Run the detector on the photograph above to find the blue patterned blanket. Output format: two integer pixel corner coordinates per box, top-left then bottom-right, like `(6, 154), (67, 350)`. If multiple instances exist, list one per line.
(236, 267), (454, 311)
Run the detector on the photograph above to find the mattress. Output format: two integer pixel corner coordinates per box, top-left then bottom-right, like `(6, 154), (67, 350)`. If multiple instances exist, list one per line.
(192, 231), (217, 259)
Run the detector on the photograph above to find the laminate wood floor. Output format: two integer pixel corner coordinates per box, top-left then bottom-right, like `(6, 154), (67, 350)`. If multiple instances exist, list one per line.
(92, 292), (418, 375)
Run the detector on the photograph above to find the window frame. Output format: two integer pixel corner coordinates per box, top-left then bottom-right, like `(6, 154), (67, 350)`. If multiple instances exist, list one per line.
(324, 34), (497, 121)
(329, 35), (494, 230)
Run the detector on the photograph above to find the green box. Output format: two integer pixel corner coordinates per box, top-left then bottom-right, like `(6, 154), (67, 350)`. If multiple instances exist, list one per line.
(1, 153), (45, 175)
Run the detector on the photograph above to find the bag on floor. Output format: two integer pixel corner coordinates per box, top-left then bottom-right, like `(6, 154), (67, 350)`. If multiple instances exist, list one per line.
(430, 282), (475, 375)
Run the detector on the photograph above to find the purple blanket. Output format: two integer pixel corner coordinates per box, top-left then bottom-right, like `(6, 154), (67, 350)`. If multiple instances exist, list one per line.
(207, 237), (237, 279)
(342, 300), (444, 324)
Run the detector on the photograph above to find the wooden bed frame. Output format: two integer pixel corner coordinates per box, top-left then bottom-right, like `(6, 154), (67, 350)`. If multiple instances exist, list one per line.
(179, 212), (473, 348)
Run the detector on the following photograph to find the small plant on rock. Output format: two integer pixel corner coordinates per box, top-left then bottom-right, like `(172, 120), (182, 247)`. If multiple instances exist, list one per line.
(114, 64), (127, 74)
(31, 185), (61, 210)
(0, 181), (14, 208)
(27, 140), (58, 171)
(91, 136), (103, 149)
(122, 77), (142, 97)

Brief:
Could you retype all of the entries exactly, leaving none out?

Response area:
Run the detector on the photograph above to find the blue patterned blanket. Output format: two integer pixel corner coordinates per box, top-left then bottom-right, like `(6, 154), (67, 350)`. If multiple instances exist, list one per line.
(236, 267), (454, 311)
Run the detector on the photograph above to find the mattress. Output format: two integer pixel corner coordinates per box, top-left then bottom-right, like `(6, 154), (67, 350)`. If multiple instances exist, list one per line.
(192, 231), (217, 259)
Run the detector on the photograph above to find the laminate wood floor. Output format: two integer pixel corner coordinates per box, top-left then bottom-right, like `(6, 154), (67, 350)`. If multiple instances exist, list one per line.
(92, 292), (418, 375)
Run the detector on the photograph above to find the window frame. Output format: two integer pixel corner coordinates per box, top-left then bottom-right, like `(6, 154), (67, 350)`. If multiple instances exist, list one per line.
(324, 34), (497, 121)
(329, 35), (494, 230)
Run the detector on the photograph above to find the green box. Output format: two integer pixel corner coordinates per box, top-left then bottom-right, like `(6, 154), (67, 350)`. If multiple instances exist, list one per line.
(1, 153), (45, 175)
Run the detector on the photograph above to find the bag on floor. Output format: two integer pixel corner coordinates per box, top-left then bottom-right, like `(6, 154), (67, 350)`. If multiple instances exist, list one per line.
(430, 282), (475, 375)
Run the detector on the photograph above to find the purple blanket. Output format: two integer pixel corner coordinates per box, top-left then bottom-right, like `(6, 154), (67, 350)`. If multiple instances exist, list one per line.
(207, 237), (237, 279)
(342, 300), (444, 324)
Run the detector on the photograph above to find the wooden bed frame. Output format: two integer pixel corner coordinates per box, top-left then bottom-right, like `(6, 154), (67, 350)`. If multiple instances exist, list one per line.
(179, 212), (473, 348)
Run the detector on the following photograph to find the small plant on rock. Output format: two integer pixel corner coordinates per box, top-left then bottom-right, like `(172, 120), (182, 247)`. If multiple instances exist, list one per line.
(114, 64), (127, 74)
(31, 185), (61, 210)
(0, 181), (14, 208)
(27, 140), (58, 171)
(91, 136), (103, 149)
(122, 77), (142, 97)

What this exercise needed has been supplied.